Please render the material below as a Markdown table with two columns, No. and Entry, giving each line its own numbered row and leaving out blank lines.

▶ _SUPPLIED RECORDS_:
>> Start

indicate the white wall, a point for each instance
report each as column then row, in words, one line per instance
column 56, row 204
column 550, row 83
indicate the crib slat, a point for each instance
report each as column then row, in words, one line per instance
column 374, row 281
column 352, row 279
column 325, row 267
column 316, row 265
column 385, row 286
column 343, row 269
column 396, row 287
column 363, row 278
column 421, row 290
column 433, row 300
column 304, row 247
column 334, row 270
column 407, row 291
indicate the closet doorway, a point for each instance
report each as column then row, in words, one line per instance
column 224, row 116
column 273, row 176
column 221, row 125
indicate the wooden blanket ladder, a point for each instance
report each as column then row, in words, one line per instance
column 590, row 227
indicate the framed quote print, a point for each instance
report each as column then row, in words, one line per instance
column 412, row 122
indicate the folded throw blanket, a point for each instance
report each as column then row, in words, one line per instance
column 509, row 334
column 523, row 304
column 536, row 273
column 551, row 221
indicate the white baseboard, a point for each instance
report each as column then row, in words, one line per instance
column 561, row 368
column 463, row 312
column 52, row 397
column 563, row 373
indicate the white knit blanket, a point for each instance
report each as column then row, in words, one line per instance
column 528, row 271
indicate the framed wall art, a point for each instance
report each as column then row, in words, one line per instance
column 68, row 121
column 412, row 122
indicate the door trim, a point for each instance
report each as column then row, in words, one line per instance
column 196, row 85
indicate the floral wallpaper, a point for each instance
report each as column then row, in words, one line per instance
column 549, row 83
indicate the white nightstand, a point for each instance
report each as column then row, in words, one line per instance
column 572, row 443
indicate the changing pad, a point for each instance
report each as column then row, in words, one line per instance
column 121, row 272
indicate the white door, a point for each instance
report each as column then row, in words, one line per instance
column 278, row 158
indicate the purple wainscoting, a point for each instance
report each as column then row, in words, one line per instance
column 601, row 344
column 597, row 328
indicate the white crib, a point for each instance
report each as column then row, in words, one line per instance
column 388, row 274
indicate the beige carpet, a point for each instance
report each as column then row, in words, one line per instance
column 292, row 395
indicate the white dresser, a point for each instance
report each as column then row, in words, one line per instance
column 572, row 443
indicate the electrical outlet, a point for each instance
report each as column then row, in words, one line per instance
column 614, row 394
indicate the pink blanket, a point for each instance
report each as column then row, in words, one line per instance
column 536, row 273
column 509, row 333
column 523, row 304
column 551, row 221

>> End

▶ _WORKED ANSWER_:
| No. | Entry |
|---|---|
| 1 | indicate the white wall, a point for each instance |
| 2 | report each as column then row, in words, one line per instance |
| 3 | column 56, row 204 |
| 4 | column 550, row 83 |
| 5 | indicate the crib slat, a point for each instance |
| 6 | report each as column then row, in words, one line per instance |
| 7 | column 374, row 281 |
| 8 | column 352, row 279 |
| 9 | column 325, row 267 |
| 10 | column 316, row 265 |
| 11 | column 385, row 286 |
| 12 | column 343, row 269 |
| 13 | column 396, row 287 |
| 14 | column 363, row 278 |
| 15 | column 421, row 290 |
| 16 | column 433, row 300 |
| 17 | column 304, row 247 |
| 18 | column 334, row 270 |
| 19 | column 407, row 291 |
| 20 | indicate the closet doorway, a point for each instance |
| 21 | report each as column then row, in words, one line per instance |
| 22 | column 224, row 116 |
| 23 | column 273, row 176 |
| 24 | column 221, row 125 |
| 25 | indicate the wooden blanket ladder, a point for each instance |
| 26 | report each as column then row, in words, one line per instance |
| 27 | column 590, row 227 |
| 28 | indicate the framed quote print, a point for each instance |
| 29 | report each as column then row, in words, one line per instance |
| 30 | column 412, row 122 |
| 31 | indicate the folded throw blanket, a point for each instance |
| 32 | report each as column then row, in words, one line per instance |
| 33 | column 509, row 334 |
| 34 | column 523, row 304 |
| 35 | column 536, row 273 |
| 36 | column 551, row 221 |
| 37 | indicate the white baseboard, a point for each instance |
| 38 | report each as column then row, in words, one line per instance |
| 39 | column 561, row 368 |
| 40 | column 463, row 312 |
| 41 | column 52, row 397 |
| 42 | column 563, row 373 |
| 43 | indicate the white knit blanket, a point for each instance |
| 44 | report each as column then row, in words, one line per instance |
| 45 | column 528, row 271 |
| 46 | indicate the framed wall art, a point for each instance |
| 47 | report each as column then row, in words, one line per instance |
| 48 | column 68, row 121 |
| 49 | column 412, row 122 |
| 50 | indicate the door trim, a point for each instance |
| 51 | report each as column then row, in words, one line per instance |
| 52 | column 196, row 85 |
| 53 | indicate the floral wallpaper, a point for each instance |
| 54 | report each as column then row, in words, one line per instance |
| 55 | column 549, row 83 |
| 56 | indicate the white nightstand, a point for each instance |
| 57 | report each as column then row, in words, one line per instance |
| 58 | column 572, row 443 |
| 59 | indicate the changing pad, a point for each instance |
| 60 | report each as column then row, in words, one line per instance |
| 61 | column 121, row 272 |
| 62 | indicate the white door, a point for each instance |
| 63 | report each as column then row, in words, one line per instance |
| 64 | column 278, row 158 |
| 65 | indicate the purple wainscoting, a point for each instance |
| 66 | report each as column then row, in words, one line per instance |
| 67 | column 601, row 344 |
| 68 | column 597, row 328 |
| 69 | indicate the white crib, a point for each instance |
| 70 | report each as column then row, in words, one line per instance |
| 71 | column 388, row 274 |
| 72 | indicate the beige carpet, a point for each instance |
| 73 | report each as column then row, in words, one line per instance |
| 74 | column 292, row 395 |
| 75 | indicate the white dresser, a point for each instance |
| 76 | report each as column then row, in words, one line per instance |
| 77 | column 572, row 443 |
| 78 | indicate the electrical outlet, a point for each instance |
| 79 | report each as column then row, in words, one line per instance |
| 80 | column 614, row 394 |
| 81 | indicate the pink blanket, a point for each instance |
| 82 | report each as column then row, in words, one line per instance |
| 83 | column 536, row 273 |
| 84 | column 509, row 333 |
| 85 | column 523, row 304 |
| 86 | column 551, row 221 |